→ **Task instructions**: Reproduce the full listing exactly.

→ **Input**:
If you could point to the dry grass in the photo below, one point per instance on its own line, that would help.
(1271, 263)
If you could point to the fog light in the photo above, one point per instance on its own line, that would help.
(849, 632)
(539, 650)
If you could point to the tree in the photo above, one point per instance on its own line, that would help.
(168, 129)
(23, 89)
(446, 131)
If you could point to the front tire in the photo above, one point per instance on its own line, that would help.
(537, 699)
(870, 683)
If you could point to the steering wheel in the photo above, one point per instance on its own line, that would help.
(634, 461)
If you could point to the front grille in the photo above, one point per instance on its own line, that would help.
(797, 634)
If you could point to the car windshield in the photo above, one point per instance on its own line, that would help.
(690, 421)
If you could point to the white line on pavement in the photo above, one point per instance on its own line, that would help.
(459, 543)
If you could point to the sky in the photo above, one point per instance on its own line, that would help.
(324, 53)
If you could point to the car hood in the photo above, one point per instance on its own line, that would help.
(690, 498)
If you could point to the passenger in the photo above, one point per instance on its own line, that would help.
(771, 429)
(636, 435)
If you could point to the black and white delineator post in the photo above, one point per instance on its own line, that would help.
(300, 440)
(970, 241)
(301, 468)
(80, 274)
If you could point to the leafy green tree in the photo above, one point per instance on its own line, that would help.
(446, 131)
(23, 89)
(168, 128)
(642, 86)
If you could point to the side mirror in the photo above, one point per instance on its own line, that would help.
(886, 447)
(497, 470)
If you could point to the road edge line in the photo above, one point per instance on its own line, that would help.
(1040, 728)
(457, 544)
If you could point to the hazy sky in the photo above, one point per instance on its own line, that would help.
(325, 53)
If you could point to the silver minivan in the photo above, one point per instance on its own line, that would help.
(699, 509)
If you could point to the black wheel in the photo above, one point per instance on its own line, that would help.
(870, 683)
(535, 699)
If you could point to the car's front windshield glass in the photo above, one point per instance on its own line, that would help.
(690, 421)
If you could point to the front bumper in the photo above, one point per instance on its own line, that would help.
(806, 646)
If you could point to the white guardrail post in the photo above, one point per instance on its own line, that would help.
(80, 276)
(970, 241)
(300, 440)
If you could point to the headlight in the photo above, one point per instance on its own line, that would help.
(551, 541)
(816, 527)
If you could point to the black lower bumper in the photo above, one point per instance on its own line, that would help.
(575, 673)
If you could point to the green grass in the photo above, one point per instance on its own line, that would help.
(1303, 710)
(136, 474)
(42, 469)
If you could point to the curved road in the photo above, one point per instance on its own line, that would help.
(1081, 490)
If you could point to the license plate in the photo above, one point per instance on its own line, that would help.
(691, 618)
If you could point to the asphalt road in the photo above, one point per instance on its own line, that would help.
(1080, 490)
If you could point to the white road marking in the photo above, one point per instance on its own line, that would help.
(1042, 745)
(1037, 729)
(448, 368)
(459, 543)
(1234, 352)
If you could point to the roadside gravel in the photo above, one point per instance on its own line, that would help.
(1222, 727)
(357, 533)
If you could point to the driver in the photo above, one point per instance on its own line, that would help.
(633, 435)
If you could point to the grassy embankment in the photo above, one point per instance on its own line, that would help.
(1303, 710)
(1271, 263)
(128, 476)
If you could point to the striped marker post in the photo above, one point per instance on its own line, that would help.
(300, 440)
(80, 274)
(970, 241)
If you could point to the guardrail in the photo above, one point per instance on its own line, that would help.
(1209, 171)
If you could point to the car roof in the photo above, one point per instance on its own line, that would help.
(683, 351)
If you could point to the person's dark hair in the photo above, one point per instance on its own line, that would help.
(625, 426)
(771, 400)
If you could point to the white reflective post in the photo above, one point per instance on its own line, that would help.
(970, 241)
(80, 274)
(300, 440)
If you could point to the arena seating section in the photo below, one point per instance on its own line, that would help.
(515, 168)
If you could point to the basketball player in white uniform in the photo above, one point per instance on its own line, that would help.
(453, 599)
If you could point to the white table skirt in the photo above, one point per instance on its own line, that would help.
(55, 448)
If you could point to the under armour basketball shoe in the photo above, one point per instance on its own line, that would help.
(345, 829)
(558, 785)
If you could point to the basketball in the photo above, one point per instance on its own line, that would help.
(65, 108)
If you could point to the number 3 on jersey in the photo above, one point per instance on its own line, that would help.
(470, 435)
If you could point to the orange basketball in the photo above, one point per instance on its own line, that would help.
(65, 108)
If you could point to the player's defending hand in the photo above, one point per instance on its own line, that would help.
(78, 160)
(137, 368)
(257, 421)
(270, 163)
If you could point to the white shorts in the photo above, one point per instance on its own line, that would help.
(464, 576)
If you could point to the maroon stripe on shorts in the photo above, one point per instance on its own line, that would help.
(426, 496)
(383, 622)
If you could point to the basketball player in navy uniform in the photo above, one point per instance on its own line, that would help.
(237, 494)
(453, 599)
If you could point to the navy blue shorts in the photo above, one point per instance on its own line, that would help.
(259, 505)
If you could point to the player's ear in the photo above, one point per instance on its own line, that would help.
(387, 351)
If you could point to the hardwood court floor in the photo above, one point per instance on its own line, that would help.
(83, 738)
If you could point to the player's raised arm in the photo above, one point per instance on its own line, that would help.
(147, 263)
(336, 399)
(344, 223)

→ **Task result**:
If you could point to the dry grass in the photo below, one point per instance on its own line, that would help.
(1271, 263)
If you could point to the fog light in the photo above, one point per instance on its own line, that would help.
(849, 632)
(539, 650)
If you could point to the tree in the photo above, one point per instance on its own line, that would help.
(168, 129)
(23, 89)
(446, 131)
If you could point to the front tire in the photo above, one point per instance on its own line, that would help.
(537, 699)
(870, 683)
If you could point to the steering wheel in the photo above, one point per instance on its own line, that would help.
(634, 461)
If you could point to the front grille in the photo above, one point per instance on its own line, that would help.
(797, 634)
If you could point to the car windshield in the photo above, one point per instance on its own line, that would help.
(690, 421)
If you could point to the white line on pavement in the photo above, one point per instance on its own line, that would help.
(459, 543)
If you could point to the sky in the photo above, one point per instance on its own line, that would help.
(324, 53)
If you could point to the car hood in the photo above, one point per instance on its own line, that would help.
(690, 498)
If you could point to the passenger in the photo above, one point per instance on its own line, that would help.
(771, 429)
(636, 435)
If you could point to the black and white delineator post in the photo above, one point per instance on its own line, that would help.
(300, 440)
(970, 241)
(301, 468)
(80, 274)
If you could point to the leafy green tree in the photo above, one point per instance on its own line, that would help.
(446, 131)
(23, 89)
(168, 128)
(642, 86)
If you could point to the side mirror in the photo above, one point per instance on its own line, that would help.
(886, 447)
(497, 470)
If you could point to the road edge line in the photo above, one point per instance on its own line, that would help.
(1040, 728)
(457, 544)
If you could point to the hazy sky in the photo above, one point per instance on its own line, that would help.
(325, 53)
If you could point to the silver minivan in the photo above, one point per instance on its own line, that would help.
(699, 509)
If you could point to the black wheel in the photo above, one point per instance on its own line, that would help.
(870, 683)
(535, 699)
If you could point to the car's front windshield glass in the photo above, one point per instance on its own line, that would help.
(690, 421)
If you could point to the front bumper in the photo above, one point per instance on its own line, that would help.
(806, 646)
If you could point to the white guardrail post in the photo above, one point per instance on its own line, that would help.
(80, 276)
(970, 241)
(300, 440)
If you could point to the headlight in the photo above, one point per instance on its own line, that would help.
(551, 541)
(816, 527)
If you could point to the black lower bumper in the photo above, one point per instance on its own line, that would help.
(575, 673)
If you could point to the green grass in the photo above, one point per instance on its own line, that would help.
(1303, 710)
(136, 474)
(42, 469)
If you could point to the curved road in the photo above, one point per instance on its own line, that would help.
(1081, 490)
If you could point to the license plate in the photo above, one point per instance on its own line, that would help.
(691, 618)
If you could point to the asphalt road in the photo above, one point per instance on its own line, that would help.
(1080, 490)
If you could point to the white road marking in the photo above, one point per instance on its own line, that would help.
(1042, 745)
(1037, 729)
(448, 368)
(459, 543)
(1234, 352)
If you could point to the roadside gravel in the photo above, one point per instance on its own line, that would help.
(1222, 727)
(357, 533)
If you could point to the driver in the photo above, one point per instance on its own line, that would help.
(633, 435)
If you could point to the grassy embankment in the photo above, one point per instance on its own line, that would help.
(1303, 710)
(1271, 263)
(128, 476)
If you could point to the striped marker post in the photo above, one point per instance on its own line, that would help.
(300, 440)
(80, 274)
(970, 241)
If you could point to the guardrail in the photo above, one point per instance on its own line, that would help.
(1209, 171)
If you could point to the car roof in the photo above, one point per instance on its own line, that would help.
(683, 351)
If you could point to the person's dark hair in the photo above, one point per instance on its own line, that would help.
(625, 426)
(771, 400)
If you could point to the white reflective post in the photo above, one point per instance on its own line, that would help.
(970, 241)
(80, 274)
(300, 440)
If you could point to the arena seating section in the photo below, one point per instance on its own line, that would help.
(515, 168)
If you could point to the basketball player in white uniform in the photo above, one point per instance on its own line, that would help.
(453, 599)
If you could point to the white table skirt in the photo above, one point per instance on its own line, that would help.
(55, 448)
If you could point to the under armour basketball shoe in the photo above, one point per instance on its own line, that would help.
(345, 829)
(558, 785)
If you could point to the basketball in the photo above, one point per instance on its own line, that would help.
(65, 108)
If you could point to the number 3 on jersey in the photo above, one point per instance on its own line, that would help.
(470, 435)
If you could point to the orange basketball in the photo above, one point per instance on its own line, that would help.
(65, 108)
If you could point to the player's defending hand in the photo above, one point per instance on its own line, that would help.
(78, 160)
(137, 368)
(257, 421)
(270, 163)
If you could point to the white shorts in the photo above, one point per instance on its own line, that would help.
(464, 576)
If you could point to the maroon stripe on shorts in the photo above, one point per instance on its own line, that would help.
(426, 496)
(383, 622)
If you could point to the basketball player in navy uniform in the photo above, one point per instance on its own line, that would help.
(237, 494)
(453, 599)
If you could point to the navy blue shorts in the photo above, one point per instance on its own line, that would help.
(259, 505)
If you could point to the player's ear in the photo above, one point per instance on its own line, that would help.
(387, 351)
If you could point to the hardwood court floor in the photo above, one point per instance on its own line, that would help.
(83, 738)
If you could point to the player's raised arm in the photo above, one point per instance on its own line, that would help.
(147, 263)
(336, 399)
(344, 223)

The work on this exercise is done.